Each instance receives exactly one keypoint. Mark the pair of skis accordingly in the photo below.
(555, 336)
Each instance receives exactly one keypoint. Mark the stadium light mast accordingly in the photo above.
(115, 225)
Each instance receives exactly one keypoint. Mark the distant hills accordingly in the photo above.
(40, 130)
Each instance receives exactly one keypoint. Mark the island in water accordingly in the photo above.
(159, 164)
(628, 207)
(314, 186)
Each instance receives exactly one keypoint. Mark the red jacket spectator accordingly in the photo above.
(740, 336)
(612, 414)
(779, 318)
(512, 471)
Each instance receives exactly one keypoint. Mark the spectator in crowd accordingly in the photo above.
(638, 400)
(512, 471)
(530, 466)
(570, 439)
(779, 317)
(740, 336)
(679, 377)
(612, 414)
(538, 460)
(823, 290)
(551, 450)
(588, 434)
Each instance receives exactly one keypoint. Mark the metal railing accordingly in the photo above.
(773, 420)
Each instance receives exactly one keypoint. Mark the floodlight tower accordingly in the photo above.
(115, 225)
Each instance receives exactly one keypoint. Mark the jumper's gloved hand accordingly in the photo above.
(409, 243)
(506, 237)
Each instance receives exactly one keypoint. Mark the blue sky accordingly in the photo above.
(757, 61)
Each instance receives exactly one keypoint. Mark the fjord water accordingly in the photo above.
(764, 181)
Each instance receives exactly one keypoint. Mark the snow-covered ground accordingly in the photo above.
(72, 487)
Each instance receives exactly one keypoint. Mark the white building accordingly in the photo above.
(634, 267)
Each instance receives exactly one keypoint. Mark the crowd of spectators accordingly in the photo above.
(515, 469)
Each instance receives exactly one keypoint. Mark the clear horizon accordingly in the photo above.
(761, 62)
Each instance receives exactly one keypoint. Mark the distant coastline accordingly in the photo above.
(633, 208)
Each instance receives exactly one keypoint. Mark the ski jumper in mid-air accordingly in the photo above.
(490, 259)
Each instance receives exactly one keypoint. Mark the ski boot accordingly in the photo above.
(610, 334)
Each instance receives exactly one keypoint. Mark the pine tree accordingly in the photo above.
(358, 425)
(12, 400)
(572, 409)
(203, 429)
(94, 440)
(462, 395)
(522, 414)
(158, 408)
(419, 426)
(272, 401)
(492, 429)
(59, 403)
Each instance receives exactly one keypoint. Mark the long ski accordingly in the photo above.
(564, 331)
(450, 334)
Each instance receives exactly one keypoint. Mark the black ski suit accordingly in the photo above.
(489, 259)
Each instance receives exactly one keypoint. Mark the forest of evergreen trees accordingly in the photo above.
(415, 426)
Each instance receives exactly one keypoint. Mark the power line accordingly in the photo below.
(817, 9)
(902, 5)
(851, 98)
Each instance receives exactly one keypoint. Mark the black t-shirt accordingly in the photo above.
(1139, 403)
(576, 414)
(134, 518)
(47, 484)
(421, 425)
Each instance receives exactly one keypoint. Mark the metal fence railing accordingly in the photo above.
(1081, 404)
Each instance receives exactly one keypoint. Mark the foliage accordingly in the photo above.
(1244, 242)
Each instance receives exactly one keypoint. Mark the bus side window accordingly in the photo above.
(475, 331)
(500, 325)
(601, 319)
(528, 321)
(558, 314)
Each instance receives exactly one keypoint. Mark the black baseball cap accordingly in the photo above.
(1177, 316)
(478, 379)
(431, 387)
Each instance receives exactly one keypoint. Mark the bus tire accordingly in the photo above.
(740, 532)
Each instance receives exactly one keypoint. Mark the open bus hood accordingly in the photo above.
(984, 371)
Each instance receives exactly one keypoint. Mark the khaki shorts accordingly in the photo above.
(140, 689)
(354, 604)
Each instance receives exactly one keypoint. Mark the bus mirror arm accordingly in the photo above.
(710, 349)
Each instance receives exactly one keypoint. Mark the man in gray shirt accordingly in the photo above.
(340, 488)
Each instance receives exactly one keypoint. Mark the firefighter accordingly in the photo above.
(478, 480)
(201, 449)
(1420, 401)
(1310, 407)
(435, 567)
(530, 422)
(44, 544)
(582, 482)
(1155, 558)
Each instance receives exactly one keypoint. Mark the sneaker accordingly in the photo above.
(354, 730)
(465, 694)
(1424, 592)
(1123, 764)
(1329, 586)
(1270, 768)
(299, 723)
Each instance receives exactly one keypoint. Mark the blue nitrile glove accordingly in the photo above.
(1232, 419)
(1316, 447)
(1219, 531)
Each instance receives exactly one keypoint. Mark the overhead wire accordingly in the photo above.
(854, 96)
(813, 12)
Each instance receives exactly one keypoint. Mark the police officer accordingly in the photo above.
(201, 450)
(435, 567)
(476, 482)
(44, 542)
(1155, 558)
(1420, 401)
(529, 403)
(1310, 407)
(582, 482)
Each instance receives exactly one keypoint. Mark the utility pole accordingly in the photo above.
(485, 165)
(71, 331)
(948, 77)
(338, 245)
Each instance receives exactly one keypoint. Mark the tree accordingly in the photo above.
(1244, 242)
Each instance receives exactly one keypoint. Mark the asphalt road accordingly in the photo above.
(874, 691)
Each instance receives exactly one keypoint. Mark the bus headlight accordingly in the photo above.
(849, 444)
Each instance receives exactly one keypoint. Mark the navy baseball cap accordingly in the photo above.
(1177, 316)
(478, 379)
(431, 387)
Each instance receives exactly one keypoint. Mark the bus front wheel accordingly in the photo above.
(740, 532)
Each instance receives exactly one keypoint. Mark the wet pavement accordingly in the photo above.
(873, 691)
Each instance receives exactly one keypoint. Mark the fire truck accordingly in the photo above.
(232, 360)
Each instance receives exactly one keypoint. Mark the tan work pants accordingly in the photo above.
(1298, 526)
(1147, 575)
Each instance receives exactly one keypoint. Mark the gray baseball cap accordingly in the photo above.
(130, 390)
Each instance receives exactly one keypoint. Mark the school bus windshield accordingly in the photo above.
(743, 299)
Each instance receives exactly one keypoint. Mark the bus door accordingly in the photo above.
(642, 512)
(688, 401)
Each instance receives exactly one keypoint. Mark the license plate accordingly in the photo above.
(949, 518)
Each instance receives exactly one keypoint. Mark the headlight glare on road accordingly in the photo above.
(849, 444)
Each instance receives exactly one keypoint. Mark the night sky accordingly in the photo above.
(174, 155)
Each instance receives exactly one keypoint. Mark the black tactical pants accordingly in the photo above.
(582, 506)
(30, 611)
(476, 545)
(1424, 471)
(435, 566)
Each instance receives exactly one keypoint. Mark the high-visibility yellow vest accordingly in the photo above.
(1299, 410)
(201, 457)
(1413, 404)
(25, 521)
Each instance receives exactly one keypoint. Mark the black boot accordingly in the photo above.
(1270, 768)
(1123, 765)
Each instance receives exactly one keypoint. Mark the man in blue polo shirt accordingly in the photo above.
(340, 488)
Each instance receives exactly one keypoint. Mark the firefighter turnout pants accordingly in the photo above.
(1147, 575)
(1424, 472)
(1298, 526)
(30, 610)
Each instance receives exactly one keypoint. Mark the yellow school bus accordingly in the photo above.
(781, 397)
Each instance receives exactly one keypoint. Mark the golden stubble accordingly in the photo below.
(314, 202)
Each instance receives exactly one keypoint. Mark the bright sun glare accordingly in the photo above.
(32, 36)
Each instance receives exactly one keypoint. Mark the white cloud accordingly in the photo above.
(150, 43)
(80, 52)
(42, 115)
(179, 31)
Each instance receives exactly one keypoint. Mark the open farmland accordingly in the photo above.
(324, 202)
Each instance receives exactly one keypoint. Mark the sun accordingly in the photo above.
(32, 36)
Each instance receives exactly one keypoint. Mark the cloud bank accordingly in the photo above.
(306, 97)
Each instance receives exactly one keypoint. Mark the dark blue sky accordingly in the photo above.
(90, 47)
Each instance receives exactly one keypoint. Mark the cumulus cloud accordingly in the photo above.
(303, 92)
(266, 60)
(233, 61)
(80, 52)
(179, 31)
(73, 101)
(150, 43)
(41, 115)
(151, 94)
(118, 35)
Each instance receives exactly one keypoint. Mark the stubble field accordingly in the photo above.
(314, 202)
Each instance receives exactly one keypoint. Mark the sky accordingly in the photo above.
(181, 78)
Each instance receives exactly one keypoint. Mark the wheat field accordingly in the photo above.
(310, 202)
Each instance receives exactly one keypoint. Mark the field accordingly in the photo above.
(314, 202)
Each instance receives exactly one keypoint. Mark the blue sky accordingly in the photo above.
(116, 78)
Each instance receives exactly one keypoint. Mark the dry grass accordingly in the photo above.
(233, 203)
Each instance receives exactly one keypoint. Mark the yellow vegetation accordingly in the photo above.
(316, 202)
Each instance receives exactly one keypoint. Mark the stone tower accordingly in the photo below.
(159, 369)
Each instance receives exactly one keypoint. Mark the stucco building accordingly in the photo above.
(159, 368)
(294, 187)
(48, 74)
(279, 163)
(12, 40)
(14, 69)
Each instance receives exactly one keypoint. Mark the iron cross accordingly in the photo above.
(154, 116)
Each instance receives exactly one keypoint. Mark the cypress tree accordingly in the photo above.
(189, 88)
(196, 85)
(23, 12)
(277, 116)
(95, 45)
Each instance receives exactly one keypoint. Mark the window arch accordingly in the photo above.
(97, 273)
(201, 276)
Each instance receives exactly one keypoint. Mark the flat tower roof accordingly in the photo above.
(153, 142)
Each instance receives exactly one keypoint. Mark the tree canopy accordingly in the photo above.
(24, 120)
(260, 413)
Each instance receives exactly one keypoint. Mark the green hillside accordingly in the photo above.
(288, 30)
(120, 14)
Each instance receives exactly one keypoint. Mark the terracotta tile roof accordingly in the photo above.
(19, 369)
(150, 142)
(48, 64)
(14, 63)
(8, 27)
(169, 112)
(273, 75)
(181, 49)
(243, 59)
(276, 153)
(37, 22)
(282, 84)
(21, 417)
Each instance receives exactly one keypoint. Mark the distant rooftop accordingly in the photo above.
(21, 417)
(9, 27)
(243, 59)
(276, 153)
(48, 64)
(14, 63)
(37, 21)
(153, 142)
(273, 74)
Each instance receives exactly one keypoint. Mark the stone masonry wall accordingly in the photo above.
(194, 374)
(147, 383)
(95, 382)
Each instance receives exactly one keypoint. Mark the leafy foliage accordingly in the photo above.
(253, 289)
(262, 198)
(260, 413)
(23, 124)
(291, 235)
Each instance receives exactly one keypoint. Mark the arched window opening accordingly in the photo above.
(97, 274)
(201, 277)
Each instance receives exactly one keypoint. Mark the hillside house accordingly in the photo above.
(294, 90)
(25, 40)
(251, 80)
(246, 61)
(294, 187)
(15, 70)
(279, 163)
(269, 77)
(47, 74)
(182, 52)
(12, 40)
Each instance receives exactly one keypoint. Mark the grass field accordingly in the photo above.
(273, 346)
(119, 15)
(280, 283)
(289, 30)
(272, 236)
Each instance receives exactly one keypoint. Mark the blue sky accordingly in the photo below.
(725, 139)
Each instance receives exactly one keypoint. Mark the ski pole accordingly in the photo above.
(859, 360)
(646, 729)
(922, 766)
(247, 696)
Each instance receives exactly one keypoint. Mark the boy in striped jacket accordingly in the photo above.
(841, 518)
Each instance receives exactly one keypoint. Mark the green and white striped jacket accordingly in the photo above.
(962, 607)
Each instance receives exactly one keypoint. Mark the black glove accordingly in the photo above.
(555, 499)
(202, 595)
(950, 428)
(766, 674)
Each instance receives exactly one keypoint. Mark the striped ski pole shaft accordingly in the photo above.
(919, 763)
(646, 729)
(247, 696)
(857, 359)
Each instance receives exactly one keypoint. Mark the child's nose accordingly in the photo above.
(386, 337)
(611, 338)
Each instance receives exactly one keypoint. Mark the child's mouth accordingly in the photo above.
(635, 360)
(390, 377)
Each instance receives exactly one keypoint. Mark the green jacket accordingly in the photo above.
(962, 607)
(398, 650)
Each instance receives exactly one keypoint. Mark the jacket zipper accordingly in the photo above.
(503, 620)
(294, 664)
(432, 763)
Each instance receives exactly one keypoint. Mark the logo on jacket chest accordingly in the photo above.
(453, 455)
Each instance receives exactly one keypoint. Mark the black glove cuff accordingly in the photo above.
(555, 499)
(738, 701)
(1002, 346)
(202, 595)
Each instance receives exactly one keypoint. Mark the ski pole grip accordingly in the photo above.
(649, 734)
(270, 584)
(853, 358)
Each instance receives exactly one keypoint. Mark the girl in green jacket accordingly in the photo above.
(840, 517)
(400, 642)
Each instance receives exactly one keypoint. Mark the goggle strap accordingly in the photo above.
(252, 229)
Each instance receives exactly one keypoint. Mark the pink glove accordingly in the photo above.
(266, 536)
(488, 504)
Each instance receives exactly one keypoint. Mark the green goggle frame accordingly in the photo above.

• What the exercise asks:
The lines to quote run from the one containing "the green jacket accordingly in the photo above." through the final line of the material above; please give them exactly, both ends included, and nothing else.

• Answer to the problem:
Each instance receives exactly one keypoint. Mark the green jacket accordingly in the photo above.
(962, 607)
(398, 650)
Each instance receives exactly one keypoint. Mark the jacket zipper accordingly in the photo above.
(503, 620)
(294, 664)
(432, 763)
Each instance receives exactly one keypoint. Mark the logo on jacket chest accordingly in the photo above.
(453, 455)
Each instance receives exactly one keypoint. Mark the black glove cuff accordingly in the photo above.
(555, 499)
(738, 701)
(1002, 346)
(202, 595)
Each instance receives exactly one keypoint. Mark the ski pole grip accordingly in the photo above.
(649, 734)
(270, 584)
(853, 358)
Each instance receives exactly one keypoint. Mark the girl in green jacket accordingly in the photo above.
(840, 517)
(400, 642)
Each instance receives exactly one keypoint. Mark the goggle strap accordingly in the photo above.
(252, 229)
Each instance receives exactly one keypoint. Mark the pink glove accordingly in the photo above.
(266, 536)
(488, 504)
Each instance receives exactly one keypoint. Mark the green goggle frame accordingly in the photo above.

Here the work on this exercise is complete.